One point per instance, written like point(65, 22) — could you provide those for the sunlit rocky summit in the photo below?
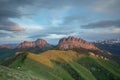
point(72, 43)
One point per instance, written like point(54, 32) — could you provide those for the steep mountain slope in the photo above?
point(66, 65)
point(112, 48)
point(72, 60)
point(40, 43)
point(72, 42)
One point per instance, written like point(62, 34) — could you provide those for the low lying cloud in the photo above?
point(102, 24)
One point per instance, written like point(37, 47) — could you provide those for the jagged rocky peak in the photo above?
point(40, 43)
point(73, 42)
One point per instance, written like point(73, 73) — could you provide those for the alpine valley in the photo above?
point(71, 59)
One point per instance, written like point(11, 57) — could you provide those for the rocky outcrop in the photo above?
point(72, 42)
point(39, 43)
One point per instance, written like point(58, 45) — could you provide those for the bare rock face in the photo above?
point(40, 43)
point(72, 42)
point(5, 46)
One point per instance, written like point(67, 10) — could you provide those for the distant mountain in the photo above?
point(10, 45)
point(112, 45)
point(72, 43)
point(110, 41)
point(5, 46)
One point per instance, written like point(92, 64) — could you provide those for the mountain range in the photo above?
point(71, 59)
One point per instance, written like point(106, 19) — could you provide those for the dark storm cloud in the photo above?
point(102, 24)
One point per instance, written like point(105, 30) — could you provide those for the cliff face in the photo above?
point(5, 46)
point(72, 42)
point(40, 43)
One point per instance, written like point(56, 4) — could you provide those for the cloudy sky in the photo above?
point(27, 20)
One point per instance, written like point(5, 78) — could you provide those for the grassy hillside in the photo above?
point(60, 65)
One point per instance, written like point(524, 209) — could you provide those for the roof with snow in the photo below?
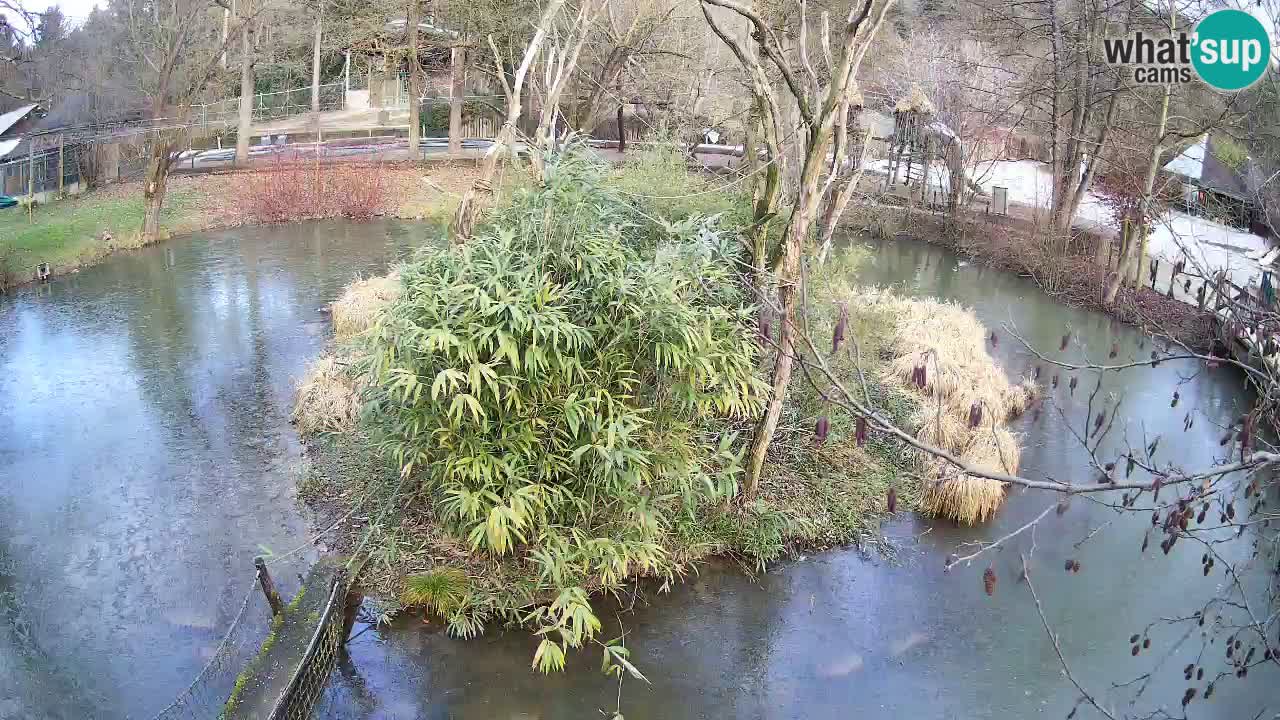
point(12, 117)
point(1202, 167)
point(915, 101)
point(1191, 162)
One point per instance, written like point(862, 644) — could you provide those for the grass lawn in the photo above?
point(67, 233)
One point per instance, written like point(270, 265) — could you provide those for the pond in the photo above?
point(146, 458)
point(146, 455)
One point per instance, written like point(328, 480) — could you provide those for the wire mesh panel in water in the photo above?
point(320, 659)
point(206, 695)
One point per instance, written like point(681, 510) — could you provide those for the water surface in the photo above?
point(841, 634)
point(146, 455)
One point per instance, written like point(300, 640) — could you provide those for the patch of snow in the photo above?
point(1210, 246)
point(12, 117)
point(1189, 163)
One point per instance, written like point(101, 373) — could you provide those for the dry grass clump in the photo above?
point(955, 495)
point(950, 342)
point(327, 399)
point(360, 305)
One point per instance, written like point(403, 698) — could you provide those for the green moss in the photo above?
point(255, 665)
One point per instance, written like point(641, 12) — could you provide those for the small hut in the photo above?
point(912, 140)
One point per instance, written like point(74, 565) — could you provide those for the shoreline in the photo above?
point(1002, 244)
point(211, 201)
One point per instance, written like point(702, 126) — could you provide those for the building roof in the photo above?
point(1191, 162)
point(1202, 167)
point(12, 117)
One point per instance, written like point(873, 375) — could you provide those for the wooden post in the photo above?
point(264, 579)
point(350, 609)
point(622, 131)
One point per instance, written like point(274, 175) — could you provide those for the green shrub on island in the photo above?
point(549, 387)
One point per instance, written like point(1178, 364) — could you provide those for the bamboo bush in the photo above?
point(549, 383)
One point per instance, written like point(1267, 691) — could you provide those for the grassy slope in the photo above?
point(67, 233)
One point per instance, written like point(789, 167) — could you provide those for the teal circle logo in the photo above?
point(1232, 50)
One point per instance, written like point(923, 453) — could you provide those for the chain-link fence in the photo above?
point(319, 661)
point(46, 171)
point(272, 105)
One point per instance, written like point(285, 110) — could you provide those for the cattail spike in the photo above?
point(974, 415)
point(839, 336)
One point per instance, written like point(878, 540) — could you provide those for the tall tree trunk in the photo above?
point(246, 109)
point(622, 131)
point(154, 190)
point(1136, 249)
point(465, 217)
point(415, 91)
point(315, 71)
point(457, 80)
point(790, 291)
point(227, 27)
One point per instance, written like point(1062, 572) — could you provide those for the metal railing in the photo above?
point(272, 105)
point(320, 659)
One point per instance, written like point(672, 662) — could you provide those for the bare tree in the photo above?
point(245, 121)
point(467, 210)
point(819, 101)
point(415, 80)
point(173, 51)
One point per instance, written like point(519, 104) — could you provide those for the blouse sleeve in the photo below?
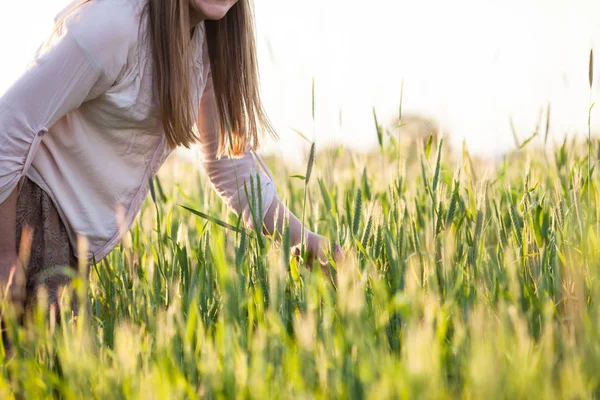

> _ACTIVITY_
Copy the lines starting at the line that contains "One point per instance, written like point(1178, 364)" and running to the final line of the entries, inclusive; omit all pictures.

> _TASK RESULT_
One point per instance, written like point(1178, 364) — could you provide those for the bamboo bush in the photo above?
point(549, 383)
One point per instance, written like point(1267, 691) — could you provide those for the grassy slope in the photo above?
point(67, 233)
One point per instance, written like point(789, 167) — could you provide those for the teal circle logo in the photo above?
point(1232, 50)
One point per instance, written like point(923, 453) — could you provide those for the chain-link fence in the photo above?
point(319, 661)
point(46, 171)
point(272, 105)
One point per instance, written like point(285, 110) — could you provide those for the cattail spike in the photo above?
point(974, 415)
point(839, 336)
One point per instance, written like point(878, 540) — could you provide those for the tall tree trunk in the photo above?
point(246, 109)
point(622, 131)
point(154, 190)
point(1136, 249)
point(465, 217)
point(415, 91)
point(315, 71)
point(457, 80)
point(790, 291)
point(227, 27)
One point per instance, written like point(1062, 572) — could you provide those for the metal railing in the photo above?
point(272, 105)
point(320, 659)
One point per instance, written like point(672, 662) — could you provide those for the bare tree in the photo above?
point(245, 121)
point(467, 210)
point(819, 101)
point(415, 80)
point(173, 51)
One point per instance, written like point(519, 104) — could you provide those for the blouse sleeve in the photo below?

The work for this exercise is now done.